Reproduce the entries below word for word, starting at the line that contains "the snow-covered roof" and ending with the last line of the entries.

====

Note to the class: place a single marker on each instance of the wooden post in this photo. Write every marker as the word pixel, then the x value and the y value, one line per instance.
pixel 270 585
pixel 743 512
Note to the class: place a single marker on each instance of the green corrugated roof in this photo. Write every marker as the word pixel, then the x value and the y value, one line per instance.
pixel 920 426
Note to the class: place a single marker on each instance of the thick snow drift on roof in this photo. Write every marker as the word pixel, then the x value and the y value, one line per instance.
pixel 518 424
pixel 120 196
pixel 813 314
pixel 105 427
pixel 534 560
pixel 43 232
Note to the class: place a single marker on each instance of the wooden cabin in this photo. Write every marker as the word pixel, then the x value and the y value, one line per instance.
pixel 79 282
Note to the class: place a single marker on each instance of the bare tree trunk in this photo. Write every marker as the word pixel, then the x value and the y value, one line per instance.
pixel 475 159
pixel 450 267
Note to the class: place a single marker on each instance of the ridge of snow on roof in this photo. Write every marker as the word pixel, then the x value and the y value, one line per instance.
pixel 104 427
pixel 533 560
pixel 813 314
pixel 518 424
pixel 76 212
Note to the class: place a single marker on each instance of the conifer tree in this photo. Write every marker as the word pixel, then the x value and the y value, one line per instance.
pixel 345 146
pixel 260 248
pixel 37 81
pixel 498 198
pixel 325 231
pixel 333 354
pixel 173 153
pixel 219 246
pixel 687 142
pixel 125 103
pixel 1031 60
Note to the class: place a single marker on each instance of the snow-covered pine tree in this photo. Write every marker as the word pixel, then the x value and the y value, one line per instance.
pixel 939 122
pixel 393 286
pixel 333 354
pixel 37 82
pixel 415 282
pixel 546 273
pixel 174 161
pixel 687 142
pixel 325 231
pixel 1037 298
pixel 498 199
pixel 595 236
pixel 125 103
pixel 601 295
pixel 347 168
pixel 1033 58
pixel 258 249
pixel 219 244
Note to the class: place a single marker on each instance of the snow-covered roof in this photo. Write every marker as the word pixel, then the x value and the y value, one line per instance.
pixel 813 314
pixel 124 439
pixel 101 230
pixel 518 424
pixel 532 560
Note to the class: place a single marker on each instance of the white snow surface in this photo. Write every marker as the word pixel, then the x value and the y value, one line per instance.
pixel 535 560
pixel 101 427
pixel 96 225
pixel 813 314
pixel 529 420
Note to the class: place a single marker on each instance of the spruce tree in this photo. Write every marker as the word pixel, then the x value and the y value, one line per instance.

====

Correct answer:
Note to the class: place a single marker on each instance of the snow-covered roof in this photo. Write every marker as the word pixel, then the x value and the y value, one line per instance.
pixel 813 314
pixel 124 439
pixel 101 230
pixel 518 424
pixel 532 560
Note to the class: place a single marker on each instance of the white snow surface in this photo. Write every marker as the word pixel, then the x value and the y value, one line per instance.
pixel 535 560
pixel 101 427
pixel 96 225
pixel 813 314
pixel 529 420
Note to the class: place a single marker on each instance of the spruce tree in this photo. Write every marker as the word pixel, then the x value and the y value, one line per instance.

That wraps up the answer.